>> begin
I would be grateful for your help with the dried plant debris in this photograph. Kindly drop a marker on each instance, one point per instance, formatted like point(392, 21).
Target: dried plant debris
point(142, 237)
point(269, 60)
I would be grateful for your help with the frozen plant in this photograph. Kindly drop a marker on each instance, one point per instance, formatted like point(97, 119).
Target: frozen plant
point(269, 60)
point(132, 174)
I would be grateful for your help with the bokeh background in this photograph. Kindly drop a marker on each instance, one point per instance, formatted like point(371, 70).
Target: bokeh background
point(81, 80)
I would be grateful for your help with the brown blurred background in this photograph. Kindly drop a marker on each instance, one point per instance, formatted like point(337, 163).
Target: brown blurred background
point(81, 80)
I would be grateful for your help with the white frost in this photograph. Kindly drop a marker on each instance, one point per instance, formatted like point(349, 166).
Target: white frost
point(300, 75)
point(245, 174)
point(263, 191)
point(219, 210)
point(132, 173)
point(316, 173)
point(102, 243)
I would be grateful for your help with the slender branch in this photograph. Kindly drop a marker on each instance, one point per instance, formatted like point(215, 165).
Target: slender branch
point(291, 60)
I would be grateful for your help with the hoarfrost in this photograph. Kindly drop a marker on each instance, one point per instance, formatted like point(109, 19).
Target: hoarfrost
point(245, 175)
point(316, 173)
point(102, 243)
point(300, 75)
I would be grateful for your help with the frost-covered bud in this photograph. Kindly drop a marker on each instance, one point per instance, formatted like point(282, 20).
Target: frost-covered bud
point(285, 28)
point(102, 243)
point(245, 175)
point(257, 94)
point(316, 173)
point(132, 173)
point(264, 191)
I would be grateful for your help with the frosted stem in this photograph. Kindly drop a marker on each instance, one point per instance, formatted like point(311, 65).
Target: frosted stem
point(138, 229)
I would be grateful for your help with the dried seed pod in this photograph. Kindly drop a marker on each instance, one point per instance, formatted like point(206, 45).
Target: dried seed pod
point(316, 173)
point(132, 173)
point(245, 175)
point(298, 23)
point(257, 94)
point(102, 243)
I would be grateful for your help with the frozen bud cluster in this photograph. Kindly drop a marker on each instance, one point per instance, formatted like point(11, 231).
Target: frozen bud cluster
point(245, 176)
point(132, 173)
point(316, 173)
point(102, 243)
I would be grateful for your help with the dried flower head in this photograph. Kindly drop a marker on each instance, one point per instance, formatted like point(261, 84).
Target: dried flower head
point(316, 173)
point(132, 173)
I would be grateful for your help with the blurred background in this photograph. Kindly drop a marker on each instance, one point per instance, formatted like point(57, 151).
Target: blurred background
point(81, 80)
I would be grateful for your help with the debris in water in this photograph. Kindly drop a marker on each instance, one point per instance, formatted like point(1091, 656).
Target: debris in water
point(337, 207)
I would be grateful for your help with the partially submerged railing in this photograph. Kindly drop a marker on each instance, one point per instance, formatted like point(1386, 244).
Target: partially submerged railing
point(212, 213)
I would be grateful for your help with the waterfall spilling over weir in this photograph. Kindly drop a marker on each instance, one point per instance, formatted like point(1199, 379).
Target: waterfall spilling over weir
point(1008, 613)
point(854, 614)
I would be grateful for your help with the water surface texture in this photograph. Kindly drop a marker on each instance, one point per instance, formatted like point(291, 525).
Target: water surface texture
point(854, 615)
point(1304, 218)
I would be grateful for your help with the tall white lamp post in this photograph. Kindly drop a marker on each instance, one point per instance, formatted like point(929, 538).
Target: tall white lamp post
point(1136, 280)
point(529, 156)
>> end
*What you will do*: Without leaving anything out, give the entries again exactly.

*Full answer*:
I would be grateful for your help with the dried plant debris in this photograph. Kindly drop a marker on each instance, one point per instance, formatted like point(392, 21).
Target: dried plant debris
point(142, 237)
point(269, 60)
I would be grateful for your help with the frozen plant in this photograph. Kindly drop a marker on each instance, one point per instance, formatted like point(97, 119).
Target: frozen plant
point(269, 60)
point(132, 174)
I would be grateful for your help with the bokeh background in this photograph. Kindly drop a marker on each instance, one point per instance, formatted like point(371, 70).
Target: bokeh background
point(81, 80)
I would be grateful for your help with the brown blurred background in this photograph. Kindly drop a marker on each instance, one point per instance, formatted like point(337, 163).
Target: brown blurred background
point(81, 80)
I would be grateful for your help with the white frost in this photograph. Kindly drop a marker on each instance, one point per instance, formatted like point(349, 166).
Target: white frost
point(300, 75)
point(245, 174)
point(263, 191)
point(219, 210)
point(132, 173)
point(316, 173)
point(102, 243)
I would be grateful for your help with the slender branch in this photograph. Kindly drop a marker on each instance, one point per instance, formatted like point(215, 165).
Target: slender branch
point(291, 60)
I would be grateful for your help with the hoarfrost in this photograph. Kindly drop a marker on each instance, one point per instance, formatted like point(109, 19).
Target: hoarfrost
point(245, 175)
point(316, 173)
point(102, 243)
point(300, 75)
I would be grateful for your help with the frost-covered bud in this photograph. Kindly drop a marker on each instance, one point per instance, formatted like point(282, 20).
Target: frost-covered bud
point(285, 28)
point(102, 243)
point(245, 175)
point(257, 94)
point(316, 173)
point(132, 173)
point(264, 191)
I would be grateful for your help with the frosted stem in this photograph. Kindly drop a marker on each instance, one point per instance, formatted like point(311, 65).
Target: frosted stem
point(138, 229)
I would be grateful for your help with the dried seed pod in this photograph. Kindly drop a marker on each instance, one point per instance, formatted like point(206, 45).
Target: dried seed pod
point(316, 173)
point(132, 173)
point(245, 175)
point(298, 23)
point(257, 94)
point(102, 243)
I would be grateful for your help with the frozen bud cluster in this photograph. Kindly drop a marker on each instance, one point per instance, formatted like point(11, 231).
Target: frozen bud cluster
point(245, 176)
point(132, 173)
point(316, 173)
point(102, 243)
I would be grateful for your help with the dried flower head in this photograph. Kindly drop a marker on each instance, one point per instance, formatted like point(261, 84).
Target: dried flower head
point(316, 173)
point(132, 173)
I would be grateful for your help with the blurred background in this photograph. Kindly drop a marker on each instance, one point per instance, formatted like point(57, 151).
Target: blurred background
point(81, 80)
I would be grateful for your help with the debris in water in this photograph. Kindly drop a marker on each instance, one point per instance, formatted like point(1091, 656).
Target: debris in water
point(337, 207)
I would be grateful for your help with the partially submerged railing in this photograph. Kindly drop a marker on each instance, one point per instance, formatted like point(1386, 244).
Target: partially submerged railing
point(212, 213)
I would be grateful for your help with the waterfall spilling over weir in this photograph. Kindly drop a marker on each instance, one point per instance, formatted like point(1199, 379).
Target: waterfall spilling over weir
point(1008, 613)
point(854, 614)
I would be grateful for your help with the water surface texture in this photograph. Kindly drop a marker on each instance, one point per instance, formatted like point(291, 525).
Target: water surface texture
point(854, 615)
point(1304, 218)
I would be grateful for your help with the tall white lamp post in this photograph. Kindly drop a marker on each instance, one point per instance, formatted like point(929, 538).
Target: tall white lamp post
point(1136, 280)
point(529, 156)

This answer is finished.